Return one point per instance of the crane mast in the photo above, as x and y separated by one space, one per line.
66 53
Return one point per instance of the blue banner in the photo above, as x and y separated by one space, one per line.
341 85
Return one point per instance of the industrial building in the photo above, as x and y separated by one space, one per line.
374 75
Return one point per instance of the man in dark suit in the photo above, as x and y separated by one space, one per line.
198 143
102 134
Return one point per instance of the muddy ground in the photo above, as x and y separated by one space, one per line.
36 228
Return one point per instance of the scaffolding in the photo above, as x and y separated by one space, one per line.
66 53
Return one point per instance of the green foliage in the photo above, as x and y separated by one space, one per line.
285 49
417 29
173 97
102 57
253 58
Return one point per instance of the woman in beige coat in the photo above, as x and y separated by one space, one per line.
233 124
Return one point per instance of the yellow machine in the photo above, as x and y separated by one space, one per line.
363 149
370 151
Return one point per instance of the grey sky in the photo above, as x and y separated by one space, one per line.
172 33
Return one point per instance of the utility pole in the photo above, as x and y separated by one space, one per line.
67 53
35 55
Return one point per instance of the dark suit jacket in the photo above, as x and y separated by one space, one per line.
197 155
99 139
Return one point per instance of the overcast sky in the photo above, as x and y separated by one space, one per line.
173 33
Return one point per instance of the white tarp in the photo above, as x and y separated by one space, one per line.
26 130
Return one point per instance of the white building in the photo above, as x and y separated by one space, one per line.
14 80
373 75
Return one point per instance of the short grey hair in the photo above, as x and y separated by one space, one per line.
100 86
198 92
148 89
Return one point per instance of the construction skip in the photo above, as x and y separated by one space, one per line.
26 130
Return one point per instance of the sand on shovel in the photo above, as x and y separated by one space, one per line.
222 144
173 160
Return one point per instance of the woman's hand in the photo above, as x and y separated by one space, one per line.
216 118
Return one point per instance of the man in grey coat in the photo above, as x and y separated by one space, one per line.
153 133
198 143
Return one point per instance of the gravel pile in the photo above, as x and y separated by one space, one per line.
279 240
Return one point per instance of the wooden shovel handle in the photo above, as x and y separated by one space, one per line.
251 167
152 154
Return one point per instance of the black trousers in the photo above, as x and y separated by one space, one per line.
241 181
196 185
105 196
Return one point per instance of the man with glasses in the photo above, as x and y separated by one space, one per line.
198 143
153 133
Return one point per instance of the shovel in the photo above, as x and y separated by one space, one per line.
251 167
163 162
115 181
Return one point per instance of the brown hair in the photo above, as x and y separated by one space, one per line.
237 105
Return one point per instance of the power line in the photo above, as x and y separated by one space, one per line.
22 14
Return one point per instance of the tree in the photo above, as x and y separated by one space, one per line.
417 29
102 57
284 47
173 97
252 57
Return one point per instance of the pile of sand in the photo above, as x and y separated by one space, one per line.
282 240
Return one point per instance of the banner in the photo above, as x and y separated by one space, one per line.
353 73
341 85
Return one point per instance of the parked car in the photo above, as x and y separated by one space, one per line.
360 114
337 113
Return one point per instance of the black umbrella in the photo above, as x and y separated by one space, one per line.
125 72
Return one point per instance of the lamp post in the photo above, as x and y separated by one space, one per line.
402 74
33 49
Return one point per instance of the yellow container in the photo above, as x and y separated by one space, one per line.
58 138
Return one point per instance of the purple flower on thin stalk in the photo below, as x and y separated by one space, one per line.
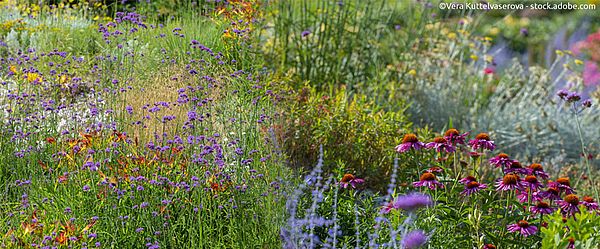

| TASK STATEMENT |
Where a line contains "Return one point per instance of the lamp", begin there and set down exactly each line through the end of the data above, omitting any pictures.

| EXERCISE OUTPUT |
Return one point per instance of the lamp post in the photo above, as x and y separated by one space, one per line.
402 74
33 49
Return one point per instance of the yellow container in the photo above, as x and y separated by one space, one per line.
58 138
Return one point per instance of the purple flower on thin stalk in the photo below, as x and y separated by one space, one per line.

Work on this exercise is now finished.